* **Exercise description**: Write the data out again exactly and in full.

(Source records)
━━━━━━━━━━━━━━━━━━━━━━━━━━━━━━

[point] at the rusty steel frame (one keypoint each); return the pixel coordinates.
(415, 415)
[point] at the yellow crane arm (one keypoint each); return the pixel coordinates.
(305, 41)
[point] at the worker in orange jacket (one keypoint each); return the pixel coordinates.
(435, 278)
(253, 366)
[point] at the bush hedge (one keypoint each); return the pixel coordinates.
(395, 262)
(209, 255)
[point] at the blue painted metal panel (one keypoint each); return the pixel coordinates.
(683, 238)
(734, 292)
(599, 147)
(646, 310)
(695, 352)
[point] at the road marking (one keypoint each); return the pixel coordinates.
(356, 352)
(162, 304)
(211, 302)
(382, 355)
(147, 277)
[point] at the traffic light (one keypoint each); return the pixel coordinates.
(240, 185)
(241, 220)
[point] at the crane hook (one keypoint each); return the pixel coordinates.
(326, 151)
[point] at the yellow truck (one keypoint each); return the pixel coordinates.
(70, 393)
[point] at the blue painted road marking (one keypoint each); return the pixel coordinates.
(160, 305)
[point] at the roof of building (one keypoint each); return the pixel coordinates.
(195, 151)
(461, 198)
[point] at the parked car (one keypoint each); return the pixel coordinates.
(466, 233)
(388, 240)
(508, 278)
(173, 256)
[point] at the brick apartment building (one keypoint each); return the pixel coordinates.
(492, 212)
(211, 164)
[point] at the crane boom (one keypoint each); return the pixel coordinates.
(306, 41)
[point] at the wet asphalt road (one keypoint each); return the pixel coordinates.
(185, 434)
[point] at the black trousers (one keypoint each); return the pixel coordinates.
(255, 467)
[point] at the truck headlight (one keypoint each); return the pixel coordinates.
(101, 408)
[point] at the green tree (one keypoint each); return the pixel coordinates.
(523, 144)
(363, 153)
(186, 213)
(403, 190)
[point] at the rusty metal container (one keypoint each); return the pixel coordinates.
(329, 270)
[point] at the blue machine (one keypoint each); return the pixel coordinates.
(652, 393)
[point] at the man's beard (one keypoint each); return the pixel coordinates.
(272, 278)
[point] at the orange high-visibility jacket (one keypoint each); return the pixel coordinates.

━━━━━━━━━━━━━━━━━━━━━━━━━━━━━━

* **Result of this exercise**:
[point] at the rusty steel frame (one keypoint each); return the pixel coordinates.
(415, 415)
[point] at the yellow crane arm (one keypoint each); return the pixel coordinates.
(305, 41)
[point] at the worker in orange jacket (one keypoint each); return the pixel coordinates.
(435, 278)
(253, 366)
[point] at the bush hedge (one keypoint each); return the pixel coordinates.
(395, 262)
(209, 255)
[point] at the blue painted metal panel (one keypoint each); return the pixel coordinates.
(683, 238)
(734, 292)
(599, 147)
(646, 310)
(695, 352)
[point] at the road marking (one keypoint each); return the pixel coordinates.
(356, 352)
(162, 304)
(211, 302)
(382, 355)
(147, 277)
[point] at the traffic light (one keypoint each); return the pixel coordinates.
(240, 185)
(241, 220)
[point] at the crane hook (one keypoint each); return the pixel coordinates.
(326, 151)
[point] at the yellow truck (one keypoint each); return the pixel coordinates.
(70, 393)
[point] at the blue painted road marking (one keypoint each); return the pixel coordinates.
(160, 305)
[point] at the roof of building (one keypoint each); return the pixel coordinates.
(195, 151)
(461, 198)
[point] at the parked car (one keypoint each); return the pixel coordinates.
(466, 233)
(388, 240)
(508, 278)
(173, 256)
[point] at the brick apartment building (one keypoint each); return the pixel coordinates.
(492, 212)
(211, 164)
[point] at the crane boom (one keypoint each); return the pixel coordinates.
(306, 41)
[point] at the wet asphalt road (one keypoint each); return the pixel coordinates.
(185, 434)
[point] at the black trousers (one keypoint each); return the pixel coordinates.
(255, 467)
[point] at the truck headlight (one keypoint each); return the pixel coordinates.
(101, 408)
[point] at the green tree (one keypoint each); return the pixel coordinates.
(523, 144)
(363, 153)
(186, 213)
(403, 190)
[point] at the rusty metal container (one keypoint each); return the pixel coordinates.
(329, 270)
[point] at the blue machine (one keypoint each); return the pixel coordinates.
(652, 393)
[point] at the man's beard (one keypoint each); return the pixel coordinates.
(272, 278)
[point] at the orange high-visibility jacket (one keypoint each); return the pixel coordinates.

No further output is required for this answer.